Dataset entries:
Start of Block

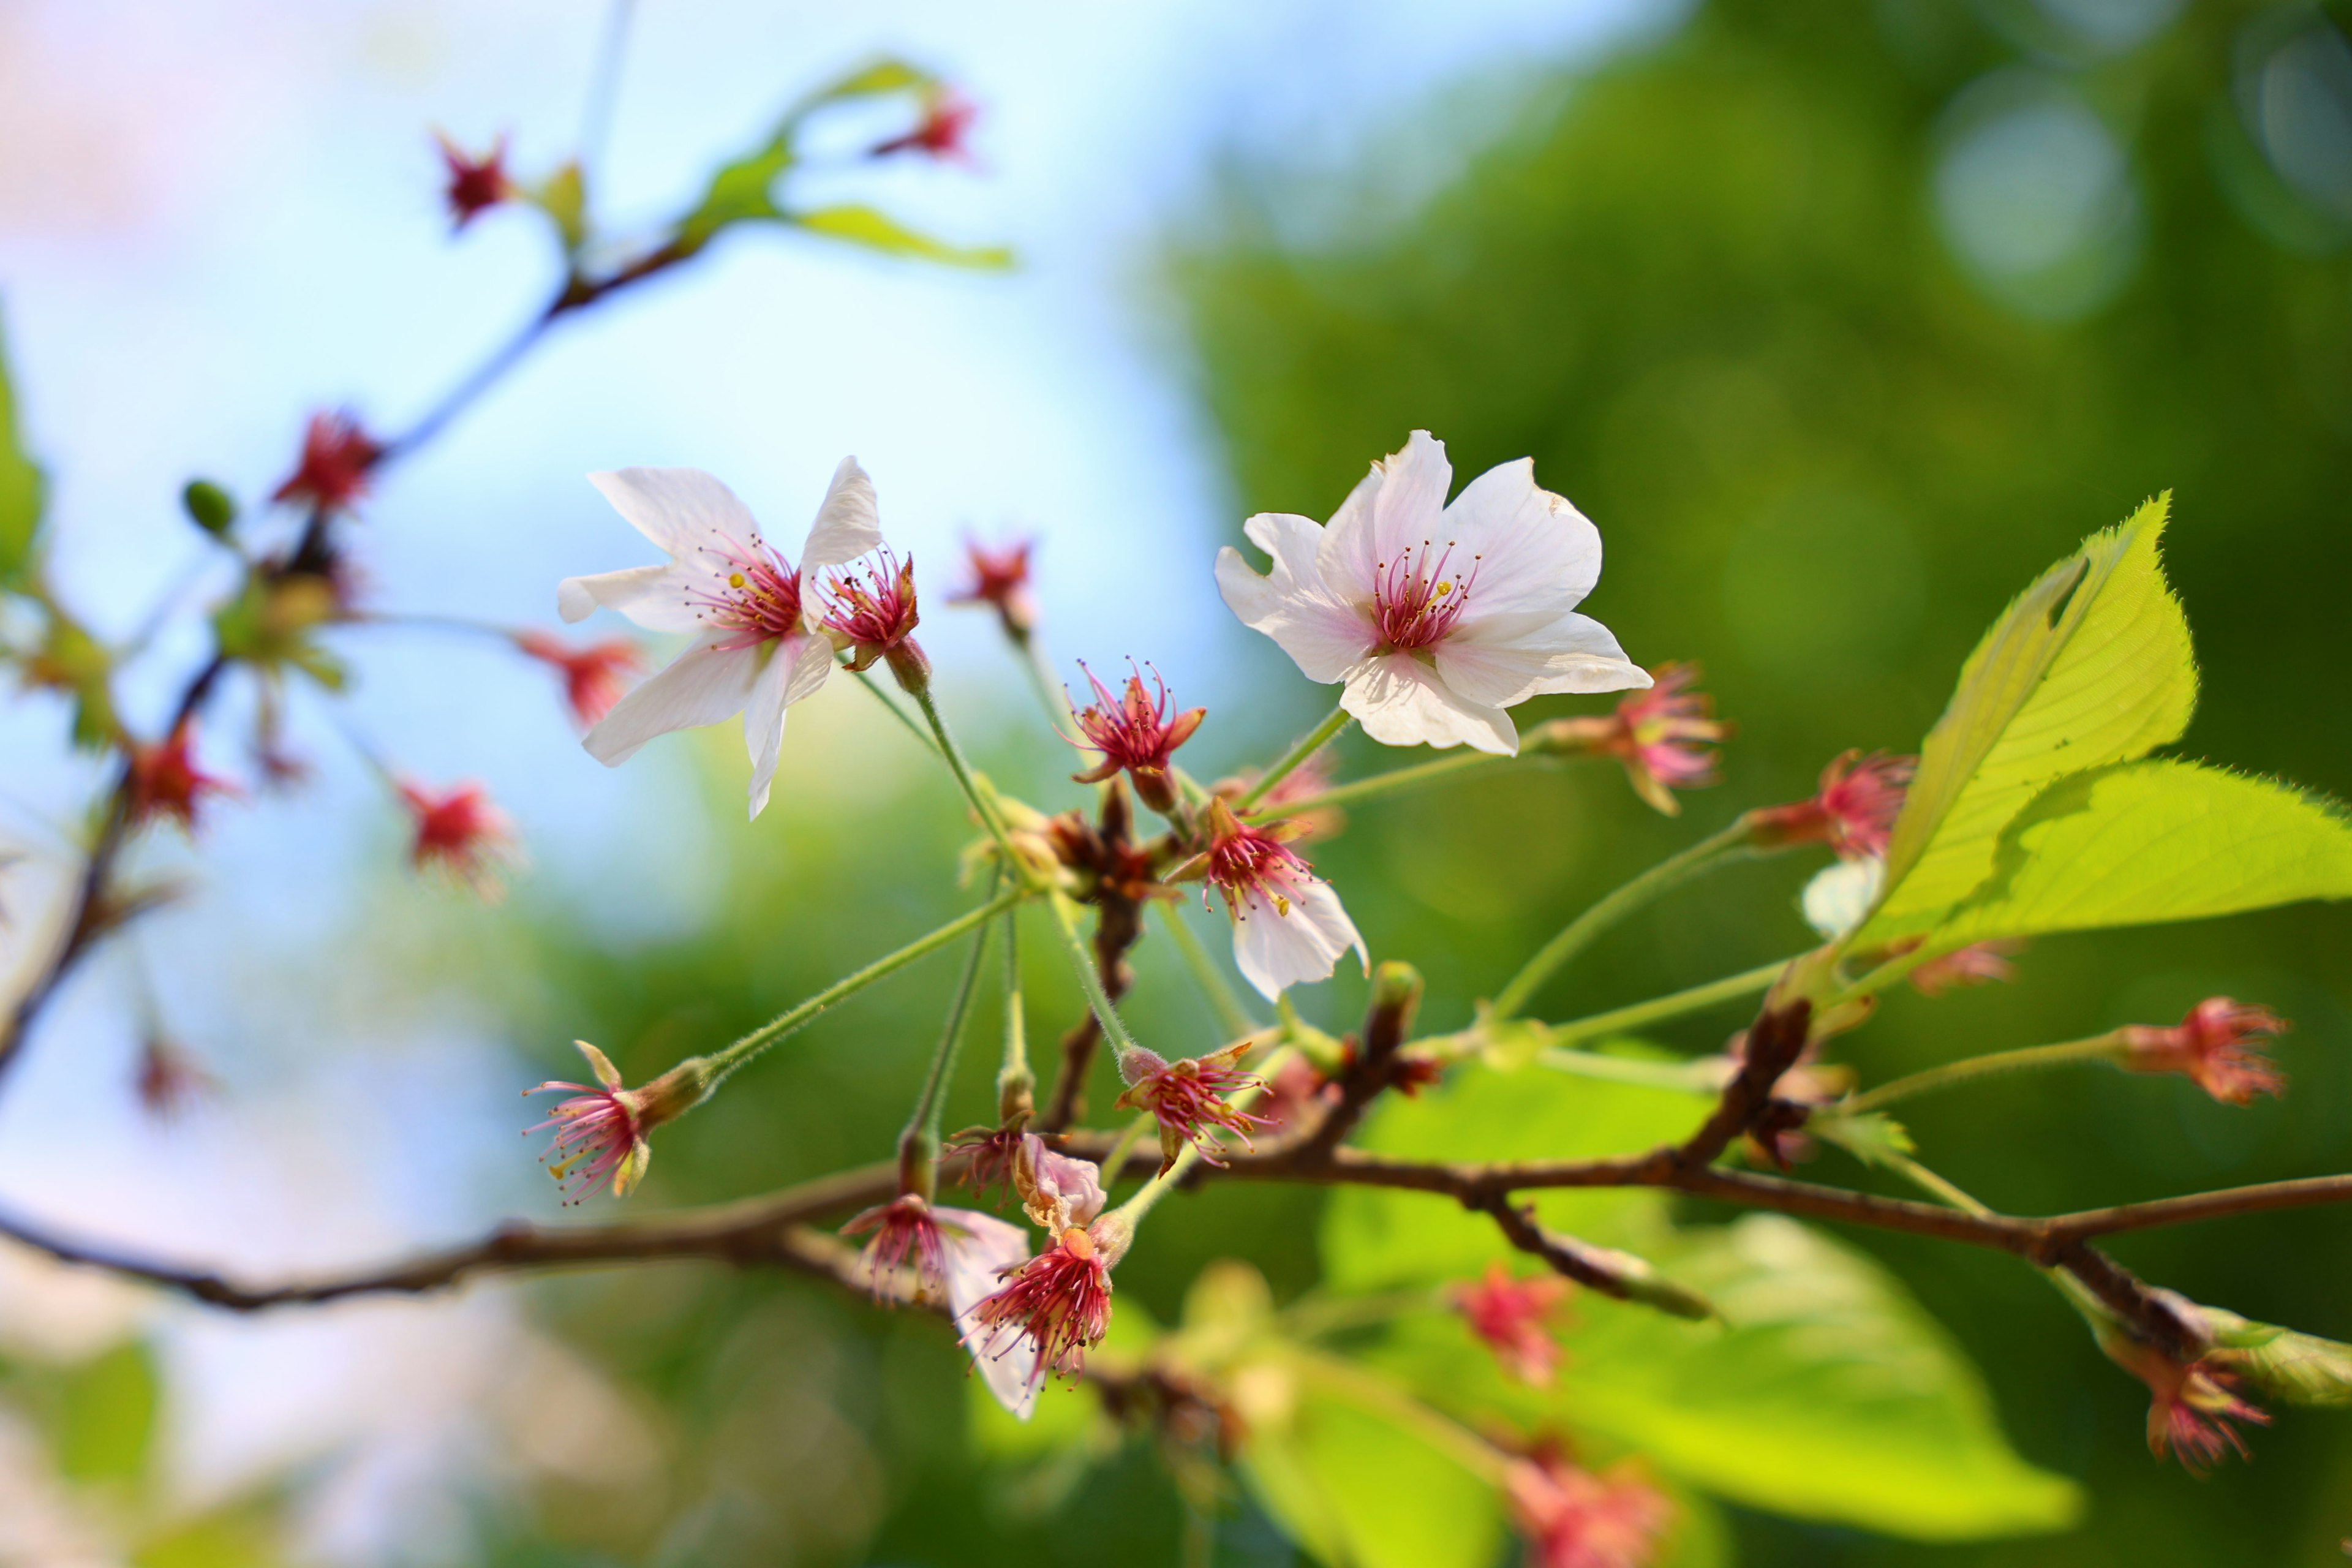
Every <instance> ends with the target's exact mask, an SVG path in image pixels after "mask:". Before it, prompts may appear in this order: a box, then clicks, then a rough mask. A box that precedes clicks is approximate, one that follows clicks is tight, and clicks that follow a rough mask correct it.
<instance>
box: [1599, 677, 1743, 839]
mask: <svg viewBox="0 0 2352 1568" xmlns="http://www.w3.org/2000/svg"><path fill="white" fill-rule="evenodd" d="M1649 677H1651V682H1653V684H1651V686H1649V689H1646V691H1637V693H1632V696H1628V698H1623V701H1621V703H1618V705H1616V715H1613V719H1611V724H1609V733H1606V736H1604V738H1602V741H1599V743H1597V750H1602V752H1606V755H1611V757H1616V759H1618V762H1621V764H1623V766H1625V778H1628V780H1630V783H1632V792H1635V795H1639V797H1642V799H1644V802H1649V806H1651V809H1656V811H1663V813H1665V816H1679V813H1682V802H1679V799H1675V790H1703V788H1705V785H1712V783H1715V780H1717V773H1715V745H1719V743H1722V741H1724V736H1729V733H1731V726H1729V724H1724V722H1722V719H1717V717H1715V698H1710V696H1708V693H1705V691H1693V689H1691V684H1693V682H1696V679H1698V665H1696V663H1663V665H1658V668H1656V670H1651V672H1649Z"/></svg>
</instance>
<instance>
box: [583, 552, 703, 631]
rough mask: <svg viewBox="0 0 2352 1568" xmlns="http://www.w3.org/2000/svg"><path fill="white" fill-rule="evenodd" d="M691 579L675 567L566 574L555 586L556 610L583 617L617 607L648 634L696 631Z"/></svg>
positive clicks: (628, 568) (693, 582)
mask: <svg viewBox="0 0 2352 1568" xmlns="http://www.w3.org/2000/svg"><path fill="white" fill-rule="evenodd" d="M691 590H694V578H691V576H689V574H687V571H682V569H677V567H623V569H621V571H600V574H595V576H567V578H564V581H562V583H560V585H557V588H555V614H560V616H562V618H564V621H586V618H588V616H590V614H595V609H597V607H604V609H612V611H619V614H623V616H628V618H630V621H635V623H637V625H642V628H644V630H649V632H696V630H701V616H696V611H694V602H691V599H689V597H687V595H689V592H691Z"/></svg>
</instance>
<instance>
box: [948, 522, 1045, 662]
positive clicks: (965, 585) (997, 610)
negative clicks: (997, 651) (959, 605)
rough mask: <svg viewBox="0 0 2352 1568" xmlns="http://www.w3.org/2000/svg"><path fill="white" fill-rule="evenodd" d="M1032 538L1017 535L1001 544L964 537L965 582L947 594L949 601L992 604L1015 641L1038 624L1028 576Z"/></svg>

End of Block

## TASK GOAL
What you print must match the entries exactly, except that no pictures appear.

## ANSWER BELOW
Every <instance> ends with the target's exact mask, an SVG path in image pixels after "mask:". Before it, prompts may appear in this order: a box, then clicks, then a rough mask. A box that precedes clicks is approximate, one that follows clicks is tight, and clicks that follow a rough mask correct it.
<instance>
box: [1599, 677, 1743, 839]
mask: <svg viewBox="0 0 2352 1568" xmlns="http://www.w3.org/2000/svg"><path fill="white" fill-rule="evenodd" d="M1649 677H1651V682H1653V684H1651V686H1649V689H1646V691H1637V693H1632V696H1628V698H1623V701H1621V703H1618V705H1616V715H1613V719H1611V724H1609V733H1606V736H1604V738H1602V741H1599V743H1597V750H1602V752H1606V755H1611V757H1616V759H1618V762H1621V764H1623V766H1625V778H1628V780H1630V783H1632V792H1635V795H1639V797H1642V799H1644V802H1649V806H1651V809H1656V811H1663V813H1665V816H1679V813H1682V802H1679V799H1675V790H1703V788H1705V785H1712V783H1715V780H1717V773H1715V745H1719V743H1722V741H1724V736H1729V733H1731V726H1729V724H1724V722H1722V719H1717V717H1715V698H1710V696H1708V693H1705V691H1693V689H1691V684H1693V682H1696V679H1698V665H1696V663H1663V665H1658V668H1656V670H1651V672H1649Z"/></svg>
</instance>
<instance>
box: [583, 552, 703, 631]
rough mask: <svg viewBox="0 0 2352 1568" xmlns="http://www.w3.org/2000/svg"><path fill="white" fill-rule="evenodd" d="M691 579L675 567L566 574L555 586L556 610L583 617L617 607L648 634L696 631Z"/></svg>
positive clicks: (628, 568) (693, 582)
mask: <svg viewBox="0 0 2352 1568" xmlns="http://www.w3.org/2000/svg"><path fill="white" fill-rule="evenodd" d="M691 590H694V578H691V576H689V574H687V571H682V569H677V567H623V569H621V571H600V574H595V576H567V578H564V581H562V583H560V585H557V588H555V614H560V616H562V618H564V621H586V618H588V616H590V614H595V609H597V607H604V609H612V611H619V614H623V616H628V618H630V621H635V623H637V625H642V628H644V630H649V632H696V630H701V616H696V611H694V602H691V599H689V597H687V595H689V592H691Z"/></svg>
</instance>
<instance>
box: [948, 522, 1045, 662]
positive clicks: (965, 585) (997, 610)
negative clicks: (997, 651) (959, 605)
rough mask: <svg viewBox="0 0 2352 1568" xmlns="http://www.w3.org/2000/svg"><path fill="white" fill-rule="evenodd" d="M1032 538L1017 535L1001 544L964 537L965 582L947 594L949 601L992 604L1015 641L1038 624L1028 576Z"/></svg>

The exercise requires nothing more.